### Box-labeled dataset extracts
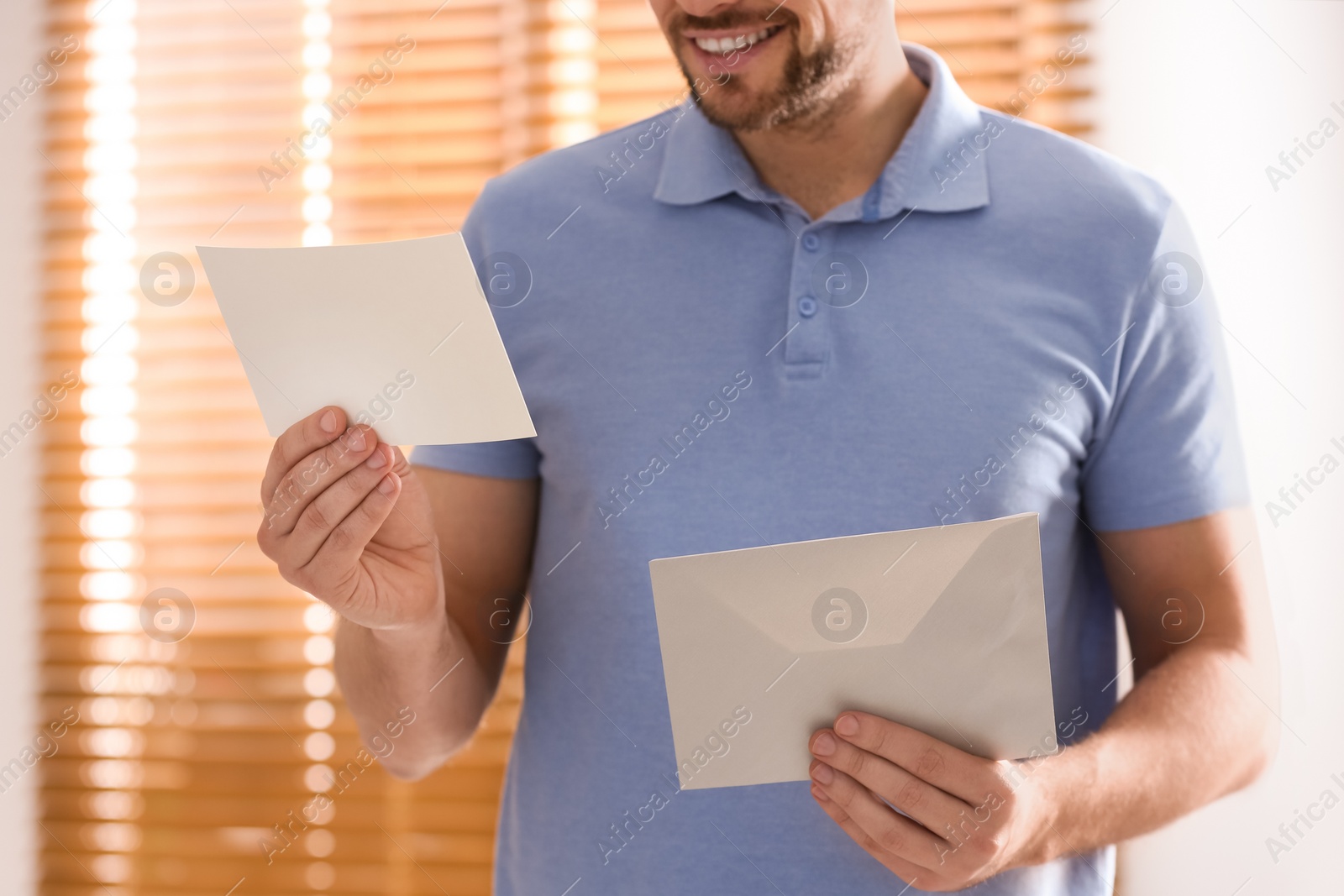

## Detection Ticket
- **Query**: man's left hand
[808,712,1053,891]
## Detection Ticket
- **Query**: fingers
[833,710,1003,804]
[811,760,952,867]
[260,405,345,505]
[811,784,932,889]
[264,426,386,538]
[289,445,392,567]
[808,728,970,837]
[307,466,402,588]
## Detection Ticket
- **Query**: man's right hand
[257,407,445,629]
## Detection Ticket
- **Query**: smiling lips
[690,25,784,56]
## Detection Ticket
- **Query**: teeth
[695,25,778,54]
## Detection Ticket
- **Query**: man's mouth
[687,24,784,56]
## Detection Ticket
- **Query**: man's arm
[1043,508,1279,854]
[809,509,1278,891]
[334,466,539,778]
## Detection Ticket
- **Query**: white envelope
[197,233,536,445]
[649,513,1058,790]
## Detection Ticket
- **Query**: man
[260,0,1277,896]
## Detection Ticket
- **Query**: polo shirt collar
[654,43,990,220]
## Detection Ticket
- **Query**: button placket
[784,227,832,379]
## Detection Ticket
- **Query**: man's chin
[701,87,777,130]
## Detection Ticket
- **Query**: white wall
[0,0,45,896]
[1090,0,1344,896]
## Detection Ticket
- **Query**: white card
[197,233,536,445]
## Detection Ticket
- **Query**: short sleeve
[410,439,540,479]
[1082,203,1250,529]
[410,184,540,479]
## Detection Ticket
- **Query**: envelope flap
[649,513,1039,654]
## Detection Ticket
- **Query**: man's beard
[677,27,853,130]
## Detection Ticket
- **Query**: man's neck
[734,35,929,220]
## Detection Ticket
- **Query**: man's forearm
[334,614,499,778]
[1031,645,1278,858]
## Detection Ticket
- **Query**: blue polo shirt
[414,45,1247,896]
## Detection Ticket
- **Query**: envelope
[649,513,1058,790]
[197,233,536,445]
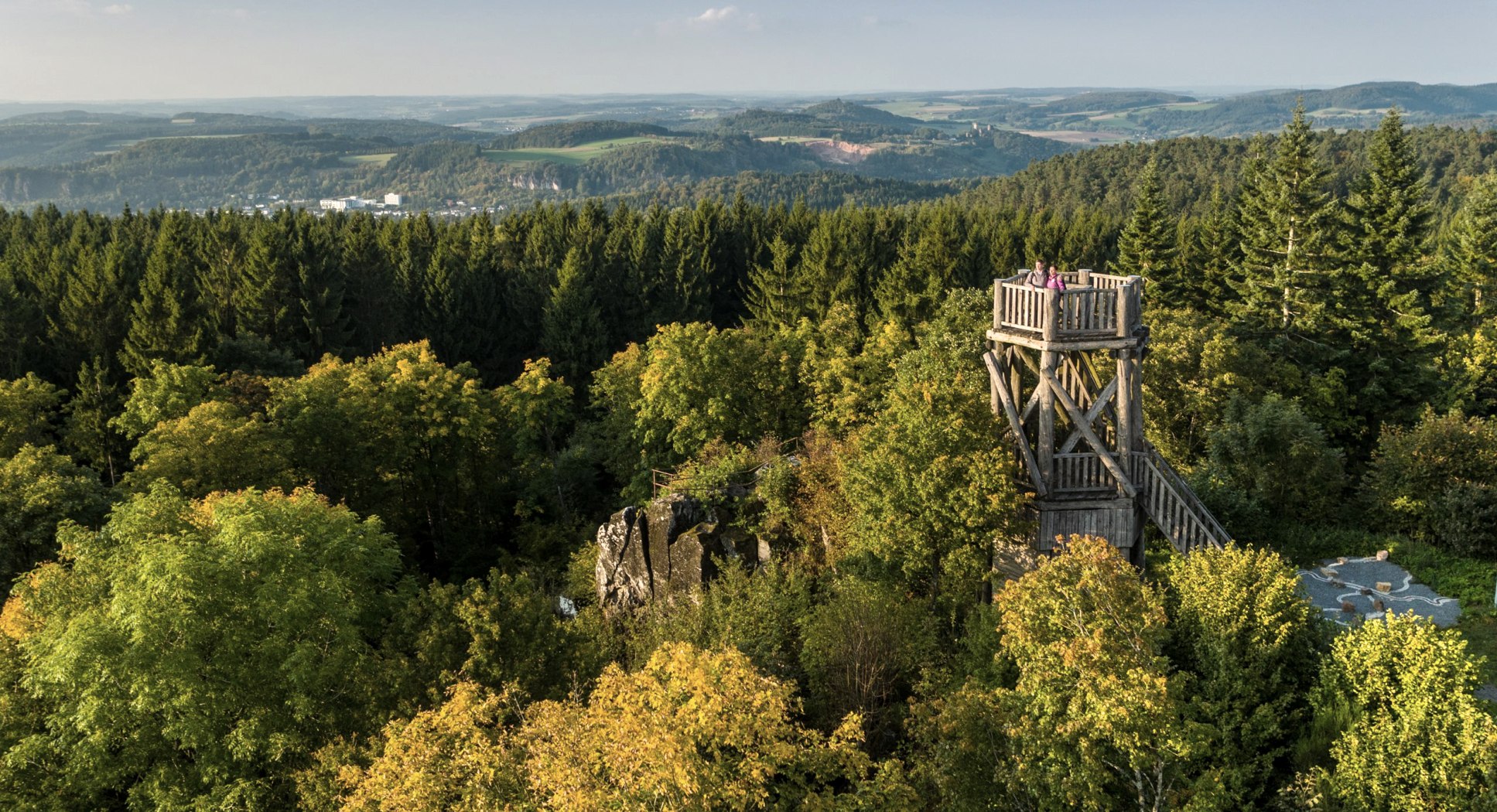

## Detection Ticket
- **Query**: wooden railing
[1132,445,1232,553]
[1051,453,1118,495]
[993,271,1143,341]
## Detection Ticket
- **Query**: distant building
[317,197,374,211]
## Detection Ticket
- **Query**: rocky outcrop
[596,493,770,609]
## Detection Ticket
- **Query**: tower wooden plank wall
[983,271,1229,564]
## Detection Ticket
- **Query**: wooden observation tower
[983,271,1231,565]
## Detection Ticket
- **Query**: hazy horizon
[0,0,1497,103]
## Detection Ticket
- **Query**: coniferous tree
[63,356,128,487]
[235,210,299,347]
[541,247,610,392]
[744,237,807,326]
[1345,107,1434,280]
[123,213,208,374]
[1444,170,1497,326]
[1232,101,1334,336]
[1186,183,1241,316]
[1114,159,1184,302]
[1328,107,1437,441]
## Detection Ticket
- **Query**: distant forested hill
[0,111,490,168]
[952,82,1497,138]
[493,121,671,149]
[703,99,928,142]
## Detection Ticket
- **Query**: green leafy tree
[338,682,533,812]
[1314,615,1497,810]
[801,578,937,735]
[266,343,514,577]
[519,643,916,812]
[997,535,1202,810]
[1164,548,1321,809]
[112,362,219,440]
[10,489,398,809]
[125,401,296,498]
[0,445,109,592]
[842,288,1017,610]
[1362,411,1497,558]
[0,372,66,458]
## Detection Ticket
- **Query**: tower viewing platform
[983,271,1231,564]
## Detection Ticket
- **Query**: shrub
[1364,411,1497,556]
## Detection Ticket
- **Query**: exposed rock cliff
[596,493,770,609]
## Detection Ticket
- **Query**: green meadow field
[484,136,671,165]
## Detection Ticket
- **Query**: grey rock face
[596,493,770,609]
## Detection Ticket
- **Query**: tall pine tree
[1114,159,1186,308]
[121,213,208,375]
[1232,99,1335,338]
[744,237,807,326]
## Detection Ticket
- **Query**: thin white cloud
[42,0,93,16]
[656,6,764,33]
[692,6,738,26]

### WRITTEN INSTRUCTION
Locate each line of the data that contains the string "tower", and reproduce those lines in full.

### SOLUTION FOR THIS EXERCISE
- **Query**: tower wooden plank wall
- **Query**: wooden observation tower
- **Query**: tower viewing platform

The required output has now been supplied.